Extrait de page:
Près d’un demi-siècle après sa mort, Joséphine Baker sera panthéonisée mardi. Noire, bisexuelle, résistante, antiraciste, féministe... la danseuse et chanteuse symbolise une France plurielle à rebours des débats actuels.
par Laure Bretton et Charlotte Chaffanjon
publié le 26 novembre 2021 à 20h21

Peut-être faudra-t-il un jour rappeler aux générations qui viennent que Joséphine Baker a été une danseuse et une chanteuse. La première «icône noire» planétaire bien avant d’incarner une «certaine idée de la France». Car, bien plus que sa «danse sauvage» et sa voix éternellement grésillante, ce sont ses engagements – la France libre, les droits civiques, la diversité – qui ouvrent aujourd’hui à la star du music-hall les portes de la béatification laïque. Joséphine Baker entre au Panthéon mardi, jour anniversaire de sa naturalisation française par la grâce de son troisième mariage, sur décision d’un Emmanuel Macron pas fâché de passer de l’identité au consensus national.

Consigne A: Reproduisez tel quel, dans l'article sur Joséphine Baker, tout ce qui va de «par Laure Bretton et Charlotte Chaffanjon» jusqu'à «au consensus national.».
Consigne B: Relevez les engagements de Joséphine Baker que l'article sur Joséphine Baker énumère entre deux tirets.

Données enregistrées:
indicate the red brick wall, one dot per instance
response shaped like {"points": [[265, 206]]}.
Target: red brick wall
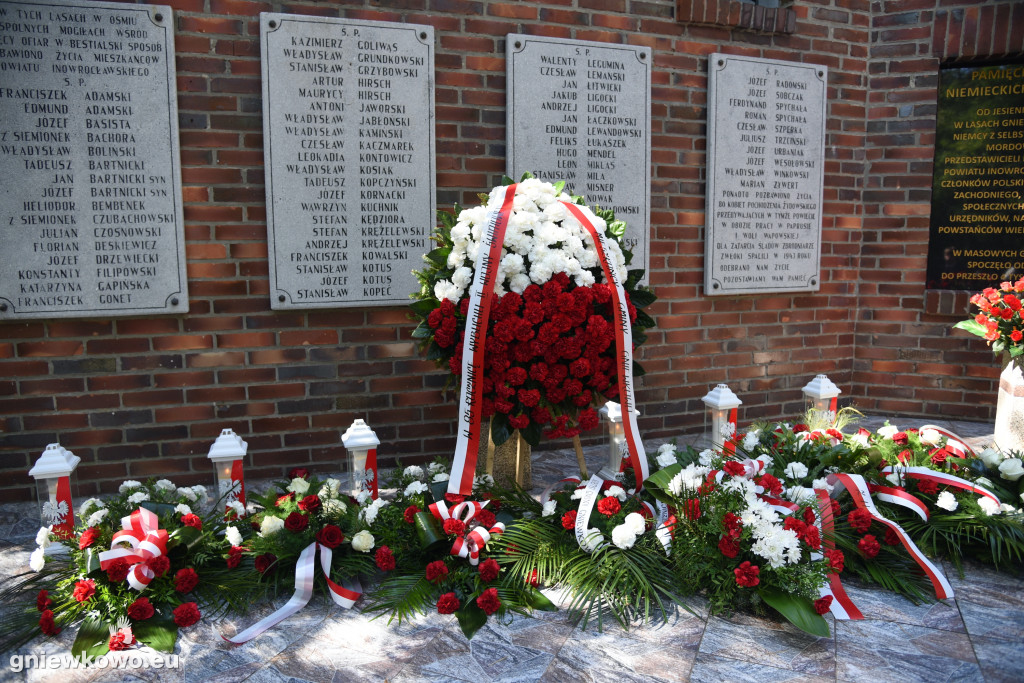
{"points": [[146, 396]]}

Bonne réponse A:
par Laure Bretton et Charlotte Chaffanjon
publié le 26 novembre 2021 à 20h21

Peut-être faudra-t-il un jour rappeler aux générations qui viennent que Joséphine Baker a été une danseuse et une chanteuse. La première «icône noire» planétaire bien avant d’incarner une «certaine idée de la France». Car, bien plus que sa «danse sauvage» et sa voix éternellement grésillante, ce sont ses engagements – la France libre, les droits civiques, la diversité – qui ouvrent aujourd’hui à la star du music-hall les portes de la béatification laïque. Joséphine Baker entre au Panthéon mardi, jour anniversaire de sa naturalisation française par la grâce de son troisième mariage, sur décision d’un Emmanuel Macron pas fâché de passer de l’identité au consensus national.

Bonne réponse B:
la France libre
les droits civiques
la diversité